### [RECORDS SHOWN]

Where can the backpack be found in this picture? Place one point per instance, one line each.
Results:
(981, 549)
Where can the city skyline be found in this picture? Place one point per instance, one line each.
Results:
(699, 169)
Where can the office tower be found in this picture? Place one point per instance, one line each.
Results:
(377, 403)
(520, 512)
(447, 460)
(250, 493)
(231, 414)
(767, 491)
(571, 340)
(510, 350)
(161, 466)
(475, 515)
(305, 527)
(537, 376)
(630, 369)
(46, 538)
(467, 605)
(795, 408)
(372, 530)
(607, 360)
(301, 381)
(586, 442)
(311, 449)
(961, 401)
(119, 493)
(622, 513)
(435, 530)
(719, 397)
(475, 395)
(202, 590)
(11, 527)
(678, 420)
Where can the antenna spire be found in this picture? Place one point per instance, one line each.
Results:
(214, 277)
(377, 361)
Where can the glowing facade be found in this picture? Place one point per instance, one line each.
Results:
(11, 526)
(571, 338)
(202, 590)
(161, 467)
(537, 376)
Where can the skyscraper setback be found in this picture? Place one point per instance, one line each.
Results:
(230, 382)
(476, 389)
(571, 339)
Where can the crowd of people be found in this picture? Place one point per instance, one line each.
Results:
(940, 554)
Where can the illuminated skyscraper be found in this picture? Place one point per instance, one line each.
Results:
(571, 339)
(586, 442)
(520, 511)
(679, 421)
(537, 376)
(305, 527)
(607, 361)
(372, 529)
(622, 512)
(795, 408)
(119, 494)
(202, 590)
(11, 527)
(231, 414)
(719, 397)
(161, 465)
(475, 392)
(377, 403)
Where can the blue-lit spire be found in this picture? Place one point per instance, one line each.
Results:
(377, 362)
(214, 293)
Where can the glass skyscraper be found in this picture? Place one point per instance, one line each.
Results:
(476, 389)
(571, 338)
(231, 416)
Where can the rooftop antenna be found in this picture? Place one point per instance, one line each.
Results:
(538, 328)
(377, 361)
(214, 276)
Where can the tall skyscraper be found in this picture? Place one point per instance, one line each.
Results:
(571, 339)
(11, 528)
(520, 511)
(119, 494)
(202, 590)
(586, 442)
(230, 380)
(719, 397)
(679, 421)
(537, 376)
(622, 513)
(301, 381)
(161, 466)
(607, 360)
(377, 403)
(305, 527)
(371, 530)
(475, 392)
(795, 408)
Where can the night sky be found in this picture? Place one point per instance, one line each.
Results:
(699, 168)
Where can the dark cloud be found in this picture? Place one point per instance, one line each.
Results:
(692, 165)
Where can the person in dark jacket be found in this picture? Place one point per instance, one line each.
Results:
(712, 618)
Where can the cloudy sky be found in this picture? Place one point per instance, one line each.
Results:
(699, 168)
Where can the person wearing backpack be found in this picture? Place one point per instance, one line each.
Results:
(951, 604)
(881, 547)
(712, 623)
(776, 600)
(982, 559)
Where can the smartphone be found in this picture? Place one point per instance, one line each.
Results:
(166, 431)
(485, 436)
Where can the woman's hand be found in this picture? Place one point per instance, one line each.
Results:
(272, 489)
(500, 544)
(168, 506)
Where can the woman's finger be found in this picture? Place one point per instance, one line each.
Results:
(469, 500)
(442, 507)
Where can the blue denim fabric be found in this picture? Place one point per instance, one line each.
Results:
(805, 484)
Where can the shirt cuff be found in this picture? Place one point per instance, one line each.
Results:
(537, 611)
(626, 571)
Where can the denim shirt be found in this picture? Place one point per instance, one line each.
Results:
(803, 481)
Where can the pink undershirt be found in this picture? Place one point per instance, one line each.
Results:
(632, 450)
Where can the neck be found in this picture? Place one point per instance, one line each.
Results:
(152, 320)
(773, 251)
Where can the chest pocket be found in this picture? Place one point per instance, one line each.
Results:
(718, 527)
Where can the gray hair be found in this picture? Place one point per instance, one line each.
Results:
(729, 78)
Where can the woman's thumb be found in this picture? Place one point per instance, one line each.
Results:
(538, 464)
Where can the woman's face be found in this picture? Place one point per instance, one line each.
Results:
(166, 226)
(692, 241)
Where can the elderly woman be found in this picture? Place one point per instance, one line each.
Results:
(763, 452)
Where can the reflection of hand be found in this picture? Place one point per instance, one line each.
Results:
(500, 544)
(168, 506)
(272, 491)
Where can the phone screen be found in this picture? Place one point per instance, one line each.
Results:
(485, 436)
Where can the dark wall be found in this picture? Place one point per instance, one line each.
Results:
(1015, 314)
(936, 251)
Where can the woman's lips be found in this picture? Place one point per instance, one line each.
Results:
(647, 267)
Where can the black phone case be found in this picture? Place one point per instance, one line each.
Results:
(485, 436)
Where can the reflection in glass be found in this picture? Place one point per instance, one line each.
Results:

### [WORK TO COMPLETE]
Copy each line of the data exactly, leaving nothing out.

### [RESPONSE]
Where can the backpack be found in this picture? Place one point per instance, one line each.
Results:
(981, 549)
Where can the city skyline be found in this picture? Place one point per instance, one line each.
Results:
(699, 169)
Where can the office tower be found in this picture? Place one point per instance, one line each.
Results:
(377, 403)
(520, 512)
(447, 460)
(250, 493)
(231, 414)
(767, 491)
(571, 340)
(510, 350)
(161, 466)
(475, 515)
(305, 527)
(537, 376)
(630, 369)
(46, 538)
(467, 605)
(795, 408)
(372, 530)
(607, 360)
(301, 381)
(586, 442)
(311, 449)
(961, 401)
(119, 493)
(622, 513)
(435, 530)
(719, 397)
(475, 395)
(202, 590)
(11, 527)
(678, 420)
Where can the antenna spire be found in this picture? Place one point per instance, one line each.
Results:
(214, 277)
(377, 361)
Where can the glowing facade be found in this picture? Place one point per instance, one line each.
Results:
(11, 526)
(571, 338)
(202, 590)
(161, 467)
(537, 376)
Where can the skyscraper setback be found in this picture? Place one point per instance, one line each.
Results:
(230, 382)
(476, 389)
(571, 339)
Where can the crowd of people be found in this picture? Place one point per instance, one line each.
Results:
(940, 554)
Where can the illuminated skyscraper be found in this picture? Place one point per instance, one line each.
Results:
(571, 339)
(586, 442)
(520, 511)
(679, 421)
(537, 376)
(305, 527)
(607, 361)
(372, 529)
(622, 512)
(795, 408)
(119, 494)
(202, 590)
(11, 527)
(231, 414)
(719, 397)
(161, 465)
(475, 392)
(377, 403)
Where can the blue-lit spire be found in this picture? Place one point per instance, one line each.
Results:
(377, 362)
(214, 293)
Where can the glass skyscraper be found in this picture? Place one point per instance, one line each.
Results:
(476, 389)
(571, 338)
(231, 416)
Where can the rooftop antenna be found in this picture? Place one point per instance, one line each.
Results:
(538, 328)
(377, 361)
(214, 276)
Where can the tall skyscraper be found in this picture? Place one point per instance, one line each.
Results:
(571, 339)
(11, 528)
(520, 511)
(119, 494)
(202, 590)
(586, 442)
(230, 380)
(719, 397)
(679, 421)
(537, 376)
(622, 513)
(301, 381)
(161, 466)
(607, 360)
(377, 403)
(305, 527)
(371, 530)
(475, 392)
(795, 408)
Where can the night sky be found in this picture? Place one point per instance, one line each.
Results:
(699, 168)
Where can the dark cloud be found in this picture? Place one point per instance, one line each.
Results:
(692, 165)
Where can the person in dark jacket be found in this picture? Place one point per instance, one line each.
Results:
(712, 618)
Where can the cloudy sky be found in this picture? Place one point per instance, one line each.
Results:
(699, 168)
Where can the person wearing backpack be found in this picture? Place one point per instance, one line each.
Results:
(951, 604)
(881, 547)
(712, 623)
(776, 600)
(982, 559)
Where can the smartphone be found in this picture? Place one point per instance, one line each.
Results:
(166, 431)
(485, 436)
Where can the woman's hand be found in this picture? Place one point per instance, one line each.
Results:
(272, 489)
(500, 544)
(168, 506)
Where can the woman's finger be found in this picture? Place one point per instance, one line each.
Results:
(469, 500)
(442, 507)
Where can the blue denim fabric be found in this picture? Place one point per instance, one line each.
Results:
(805, 484)
Where can the shirt cuff be found in this picture? Place one point per instance, one line each.
Results:
(537, 611)
(626, 571)
Where can the denim shirt be found in this picture? Place one point per instance, one line each.
Results:
(803, 481)
Where can the pink undershirt be found in this picture? Place one point per instance, one line each.
Results:
(632, 450)
Where can the neck be found in this picture? Place one point per instance, one line each.
Results:
(152, 320)
(773, 251)
Where can the chest pocket be found in this picture? Place one point per instance, one line each.
Results:
(718, 527)
Where can the gray hair be found in this picture? Place one point per instance, one line each.
Results:
(729, 78)
Where can the woman's thumb be found in this picture? Place one point per instance, one line each.
Results:
(538, 464)
Where can the woman's face be found in this picture? Place one point per instance, one line each.
Results:
(166, 226)
(692, 241)
Where can the elderly woman be found in this picture? Place one point per instance, one line each.
Results:
(763, 452)
Where can the reflection of hand be found in this picture? Place one point per instance, one line each.
Results:
(500, 544)
(168, 506)
(272, 491)
Where can the phone screen be found in this picture? Place one point per instance, one line each.
Results:
(485, 436)
Where can the dark wall be found in this picture? Place one point per instance, one line each.
Results:
(1015, 314)
(936, 251)
Where can the woman's lips be found in this picture? Place one point per instance, one line each.
Results:
(647, 267)
Where can the black phone case be found in this picture? Place one point per instance, one line each.
Results:
(485, 436)
Where can the reflection in glass be found in this picture? Place one point per instance, one line each.
Results:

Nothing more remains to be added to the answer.